(Saved entries)
══════════

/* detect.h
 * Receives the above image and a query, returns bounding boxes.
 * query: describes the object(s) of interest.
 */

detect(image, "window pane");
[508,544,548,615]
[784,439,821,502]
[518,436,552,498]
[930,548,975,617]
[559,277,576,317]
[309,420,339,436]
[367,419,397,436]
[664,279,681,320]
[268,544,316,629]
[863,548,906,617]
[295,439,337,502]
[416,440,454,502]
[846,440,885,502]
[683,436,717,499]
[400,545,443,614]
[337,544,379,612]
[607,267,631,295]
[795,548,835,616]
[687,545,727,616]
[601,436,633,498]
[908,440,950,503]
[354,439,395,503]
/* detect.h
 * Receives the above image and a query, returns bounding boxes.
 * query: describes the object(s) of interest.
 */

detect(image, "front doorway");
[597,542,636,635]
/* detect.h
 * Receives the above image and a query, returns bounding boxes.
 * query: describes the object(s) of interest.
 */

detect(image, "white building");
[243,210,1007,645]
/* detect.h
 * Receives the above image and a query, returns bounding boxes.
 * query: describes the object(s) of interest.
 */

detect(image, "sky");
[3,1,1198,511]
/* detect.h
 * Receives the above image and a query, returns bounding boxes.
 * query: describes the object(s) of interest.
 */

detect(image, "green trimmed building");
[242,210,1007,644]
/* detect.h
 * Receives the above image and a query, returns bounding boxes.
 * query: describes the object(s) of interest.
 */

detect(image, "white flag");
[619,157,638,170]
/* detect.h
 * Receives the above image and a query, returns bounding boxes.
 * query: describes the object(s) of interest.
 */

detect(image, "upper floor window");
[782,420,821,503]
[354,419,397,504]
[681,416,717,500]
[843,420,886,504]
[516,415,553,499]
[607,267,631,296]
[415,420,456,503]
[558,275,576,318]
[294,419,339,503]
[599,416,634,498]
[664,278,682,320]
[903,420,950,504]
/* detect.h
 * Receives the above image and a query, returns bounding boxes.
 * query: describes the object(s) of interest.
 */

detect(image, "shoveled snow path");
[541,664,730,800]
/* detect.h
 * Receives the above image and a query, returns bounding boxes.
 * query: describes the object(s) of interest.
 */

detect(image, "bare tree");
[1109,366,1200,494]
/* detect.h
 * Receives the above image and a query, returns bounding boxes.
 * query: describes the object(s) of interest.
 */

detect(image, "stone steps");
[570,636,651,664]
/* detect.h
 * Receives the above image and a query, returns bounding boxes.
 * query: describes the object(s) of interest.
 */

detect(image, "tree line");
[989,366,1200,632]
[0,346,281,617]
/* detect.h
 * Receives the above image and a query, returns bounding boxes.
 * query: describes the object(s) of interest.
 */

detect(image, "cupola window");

══════════

Goal of the exercise
Each record shown above must be printed once more, exactly.

Reply to the task
/* detect.h
 * Receives the above image and a query, returns bounding boxes.
 * query: describes the object(s) of interest.
 */

detect(image, "window pane");
[508,544,548,615]
[784,439,821,502]
[518,436,552,498]
[930,548,975,617]
[559,277,576,317]
[309,420,339,436]
[367,419,397,436]
[664,279,681,320]
[268,544,316,629]
[863,548,906,617]
[295,439,337,502]
[416,440,454,502]
[846,440,885,502]
[683,436,717,499]
[400,545,443,614]
[337,544,379,612]
[607,267,631,295]
[795,548,835,616]
[687,545,727,616]
[601,436,633,498]
[908,440,950,503]
[354,439,395,503]
/* detect.h
 * Receives the above image and a query, returns bounding boxes.
 * query: describes the object(s) of interest.
 */

detect(image, "front doorway");
[597,542,636,635]
/* detect.h
 * Receives the above image and a query, returns bounding boxes.
 * query: describes the object(s) of interest.
 */

detect(image, "white building");
[243,210,1007,645]
/* detect.h
 * Receives the above image and a query, returns bounding boxes.
 * query: describes the object(s) of interest.
 */

detect(image, "sky");
[3,1,1198,511]
/* detect.h
 * Receives the above image and a query, returns bounding boxes.
 * query: describes the object(s) of interest.
 */

detect(image, "green trimmed building");
[242,210,1007,644]
/* detect.h
 * Receives the above image and a query, returns bounding boxes.
 * query: describes the object(s) of interest.
 */

detect(image, "white flag");
[619,157,638,170]
/* detect.h
 * Receives the above image and a query, returns bounding boxes.
 * query: describes the object(s) of interest.
 */

detect(image, "upper floor window");
[782,420,821,503]
[354,419,397,504]
[681,416,717,500]
[843,420,886,504]
[516,415,553,499]
[607,267,631,296]
[415,420,456,503]
[558,275,576,318]
[294,419,339,503]
[599,416,634,498]
[664,278,682,320]
[903,420,950,504]
/* detect.h
 * Receives the above image and a query, returns bounding boxes.
 * query: describes the object(s) of interest.
 */

detect(image, "shoveled snow path");
[541,664,730,800]
/* detect.h
 * Receives the above image and a query, returns bounding boxes.
 * query: describes the object(s) of interest.
 */

detect(image, "bare tree");
[1109,366,1200,494]
/* detect.h
 * Receives the above image and a query, returns bounding boxes.
 * query: describes the object(s) of interest.
 */

detect(image, "stone steps");
[570,636,651,664]
/* detect.h
 * Receives the above image and a query, returns bounding boxes.
 * query: describes the object(s) of interest.
 */

detect(image, "tree line");
[989,366,1200,632]
[0,346,281,617]
/* detect.h
 * Receives the above image and a query, returns bounding boxes.
 * query: describes the object(s) of interest.
 */

detect(image, "cupola window");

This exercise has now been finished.